## Begin

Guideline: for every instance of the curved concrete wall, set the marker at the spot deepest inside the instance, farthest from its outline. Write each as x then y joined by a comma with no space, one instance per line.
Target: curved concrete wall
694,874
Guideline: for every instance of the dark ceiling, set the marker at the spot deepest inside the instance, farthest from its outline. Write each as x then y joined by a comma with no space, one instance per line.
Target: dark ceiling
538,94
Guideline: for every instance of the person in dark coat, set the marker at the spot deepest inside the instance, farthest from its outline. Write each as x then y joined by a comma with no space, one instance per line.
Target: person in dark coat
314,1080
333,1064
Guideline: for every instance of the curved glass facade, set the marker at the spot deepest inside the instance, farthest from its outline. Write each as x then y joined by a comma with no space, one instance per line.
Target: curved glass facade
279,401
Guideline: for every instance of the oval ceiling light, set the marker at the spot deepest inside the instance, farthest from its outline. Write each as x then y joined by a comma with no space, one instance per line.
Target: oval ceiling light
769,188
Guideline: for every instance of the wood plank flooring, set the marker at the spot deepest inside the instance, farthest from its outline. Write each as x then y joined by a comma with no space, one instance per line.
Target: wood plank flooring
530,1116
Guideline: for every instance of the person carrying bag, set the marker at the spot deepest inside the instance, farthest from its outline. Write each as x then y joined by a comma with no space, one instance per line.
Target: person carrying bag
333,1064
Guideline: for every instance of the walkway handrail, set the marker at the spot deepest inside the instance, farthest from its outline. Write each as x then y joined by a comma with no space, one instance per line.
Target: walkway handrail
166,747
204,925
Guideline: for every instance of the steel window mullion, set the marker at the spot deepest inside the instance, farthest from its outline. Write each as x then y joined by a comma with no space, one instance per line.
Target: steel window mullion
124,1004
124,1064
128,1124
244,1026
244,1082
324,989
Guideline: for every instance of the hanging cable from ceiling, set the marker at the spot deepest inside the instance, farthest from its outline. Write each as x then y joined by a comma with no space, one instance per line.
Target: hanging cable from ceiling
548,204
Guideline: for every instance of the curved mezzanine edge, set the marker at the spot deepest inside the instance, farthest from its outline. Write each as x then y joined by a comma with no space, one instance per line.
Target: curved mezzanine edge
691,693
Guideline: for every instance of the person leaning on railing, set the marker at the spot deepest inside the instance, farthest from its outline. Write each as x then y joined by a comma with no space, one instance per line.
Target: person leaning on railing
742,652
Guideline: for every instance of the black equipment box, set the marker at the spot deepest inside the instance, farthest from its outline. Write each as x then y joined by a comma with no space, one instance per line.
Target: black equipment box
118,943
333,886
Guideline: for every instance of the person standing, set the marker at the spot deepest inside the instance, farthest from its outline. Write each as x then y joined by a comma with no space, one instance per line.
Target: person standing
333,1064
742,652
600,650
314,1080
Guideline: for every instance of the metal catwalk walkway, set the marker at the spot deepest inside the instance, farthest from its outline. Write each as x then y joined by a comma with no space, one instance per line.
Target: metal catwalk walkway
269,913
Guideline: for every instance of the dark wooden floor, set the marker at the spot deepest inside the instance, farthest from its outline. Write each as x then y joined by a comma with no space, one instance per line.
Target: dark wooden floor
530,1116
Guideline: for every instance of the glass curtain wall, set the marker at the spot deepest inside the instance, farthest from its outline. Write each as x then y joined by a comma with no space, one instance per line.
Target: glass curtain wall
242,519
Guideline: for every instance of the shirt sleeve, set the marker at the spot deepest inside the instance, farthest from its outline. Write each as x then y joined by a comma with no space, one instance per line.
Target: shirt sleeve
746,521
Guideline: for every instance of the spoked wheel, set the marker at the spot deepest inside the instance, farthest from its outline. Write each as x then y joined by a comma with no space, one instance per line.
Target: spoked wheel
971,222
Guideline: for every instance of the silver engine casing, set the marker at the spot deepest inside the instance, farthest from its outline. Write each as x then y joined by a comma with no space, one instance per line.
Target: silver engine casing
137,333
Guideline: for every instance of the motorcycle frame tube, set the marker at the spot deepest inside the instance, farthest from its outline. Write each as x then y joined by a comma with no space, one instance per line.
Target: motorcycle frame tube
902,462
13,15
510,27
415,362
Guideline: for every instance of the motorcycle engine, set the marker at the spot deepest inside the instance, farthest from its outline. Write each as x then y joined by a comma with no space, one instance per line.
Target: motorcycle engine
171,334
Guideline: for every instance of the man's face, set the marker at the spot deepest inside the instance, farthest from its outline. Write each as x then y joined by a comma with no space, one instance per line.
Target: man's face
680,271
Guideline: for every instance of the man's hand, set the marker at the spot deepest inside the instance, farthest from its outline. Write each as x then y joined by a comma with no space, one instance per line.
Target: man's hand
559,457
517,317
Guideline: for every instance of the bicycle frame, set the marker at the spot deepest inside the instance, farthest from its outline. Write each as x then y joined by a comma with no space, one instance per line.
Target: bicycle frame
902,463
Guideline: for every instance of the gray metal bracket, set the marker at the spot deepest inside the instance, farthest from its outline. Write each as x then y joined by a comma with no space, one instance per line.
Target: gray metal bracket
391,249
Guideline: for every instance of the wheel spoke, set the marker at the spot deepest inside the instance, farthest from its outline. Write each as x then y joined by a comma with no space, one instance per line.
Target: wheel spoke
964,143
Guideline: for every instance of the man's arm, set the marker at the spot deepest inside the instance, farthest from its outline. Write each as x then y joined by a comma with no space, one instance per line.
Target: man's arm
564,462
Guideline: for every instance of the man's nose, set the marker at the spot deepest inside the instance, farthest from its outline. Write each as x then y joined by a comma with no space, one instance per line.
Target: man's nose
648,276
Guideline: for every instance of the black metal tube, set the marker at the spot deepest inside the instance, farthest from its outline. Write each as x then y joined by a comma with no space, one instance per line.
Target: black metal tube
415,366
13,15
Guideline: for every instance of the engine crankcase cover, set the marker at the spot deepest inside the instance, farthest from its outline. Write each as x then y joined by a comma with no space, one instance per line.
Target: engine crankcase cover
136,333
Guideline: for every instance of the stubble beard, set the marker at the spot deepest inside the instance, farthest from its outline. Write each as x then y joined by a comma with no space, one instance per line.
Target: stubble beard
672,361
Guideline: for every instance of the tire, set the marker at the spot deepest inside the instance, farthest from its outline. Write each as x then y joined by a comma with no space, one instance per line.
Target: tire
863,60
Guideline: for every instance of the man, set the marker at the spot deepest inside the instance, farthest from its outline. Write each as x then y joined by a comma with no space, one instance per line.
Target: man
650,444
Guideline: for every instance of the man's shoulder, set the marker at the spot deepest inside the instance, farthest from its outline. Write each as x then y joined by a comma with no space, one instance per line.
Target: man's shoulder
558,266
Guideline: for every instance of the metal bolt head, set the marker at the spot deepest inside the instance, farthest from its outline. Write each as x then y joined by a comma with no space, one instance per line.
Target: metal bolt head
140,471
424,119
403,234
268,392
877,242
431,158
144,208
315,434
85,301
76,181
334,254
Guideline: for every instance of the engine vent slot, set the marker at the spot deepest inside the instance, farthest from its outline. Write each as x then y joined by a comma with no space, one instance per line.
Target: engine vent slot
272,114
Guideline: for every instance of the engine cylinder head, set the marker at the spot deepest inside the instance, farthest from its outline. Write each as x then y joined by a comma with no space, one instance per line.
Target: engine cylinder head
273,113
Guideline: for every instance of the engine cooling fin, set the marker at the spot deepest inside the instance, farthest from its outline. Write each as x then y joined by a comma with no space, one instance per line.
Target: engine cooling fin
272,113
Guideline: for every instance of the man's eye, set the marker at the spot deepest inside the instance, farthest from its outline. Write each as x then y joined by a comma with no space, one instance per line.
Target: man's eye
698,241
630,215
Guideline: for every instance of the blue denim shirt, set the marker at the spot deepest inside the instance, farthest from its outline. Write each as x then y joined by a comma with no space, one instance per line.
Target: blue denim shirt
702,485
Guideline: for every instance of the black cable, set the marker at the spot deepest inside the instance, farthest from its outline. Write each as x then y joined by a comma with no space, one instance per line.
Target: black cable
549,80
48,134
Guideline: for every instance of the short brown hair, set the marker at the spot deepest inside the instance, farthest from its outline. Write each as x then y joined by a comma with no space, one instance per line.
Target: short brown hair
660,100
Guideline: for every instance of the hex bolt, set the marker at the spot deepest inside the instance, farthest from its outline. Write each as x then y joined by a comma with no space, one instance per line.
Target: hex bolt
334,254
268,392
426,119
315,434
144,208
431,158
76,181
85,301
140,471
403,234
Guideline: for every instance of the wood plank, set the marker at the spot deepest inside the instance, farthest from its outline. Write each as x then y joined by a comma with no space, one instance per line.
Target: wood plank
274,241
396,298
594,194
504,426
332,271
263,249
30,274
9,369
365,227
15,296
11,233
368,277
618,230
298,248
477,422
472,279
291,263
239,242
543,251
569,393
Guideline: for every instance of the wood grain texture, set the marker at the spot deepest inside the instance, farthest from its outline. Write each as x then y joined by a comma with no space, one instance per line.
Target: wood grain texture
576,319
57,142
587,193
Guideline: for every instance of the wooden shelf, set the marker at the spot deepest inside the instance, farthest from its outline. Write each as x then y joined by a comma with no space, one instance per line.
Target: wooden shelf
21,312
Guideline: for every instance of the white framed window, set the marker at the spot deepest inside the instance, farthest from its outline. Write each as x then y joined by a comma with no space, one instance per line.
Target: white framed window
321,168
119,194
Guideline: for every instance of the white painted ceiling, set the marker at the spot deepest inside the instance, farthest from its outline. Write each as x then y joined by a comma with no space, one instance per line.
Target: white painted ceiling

## End

> AIM OF THE TASK
Give again, word for word, every line from the one holding "Guideline: for every instance of the wood grain" to the end of the data.

> FINAL RESULT
Guideline: for every instance of the wood grain texture, set the marker at the spot deepest inside the instance, farthest from its outline. Write each as x then y joined by a comma with no space, one instance per line.
Target: wood grain texture
576,319
57,142
587,193
Guideline: for every instance of the wooden shelf, set the marker at the spot deepest inside the instance, farthest from its outline. Write each as x then y joined by a comma with no space, one instance per line.
Target: wooden shelf
21,312
Guideline: for every instance of the white framed window, set the marker at the spot deepest inside the instance, farthest from its outline. Write each as x then y joined by a comma with no space, one instance per line.
Target: white framed window
321,168
119,194
Guideline: for every instance of the white painted ceiling, set the marker at the spot deepest inside the instance, farthest from its outline. Write each as x then y joined by a comma with no space, one instance per line.
Target: white painted ceiling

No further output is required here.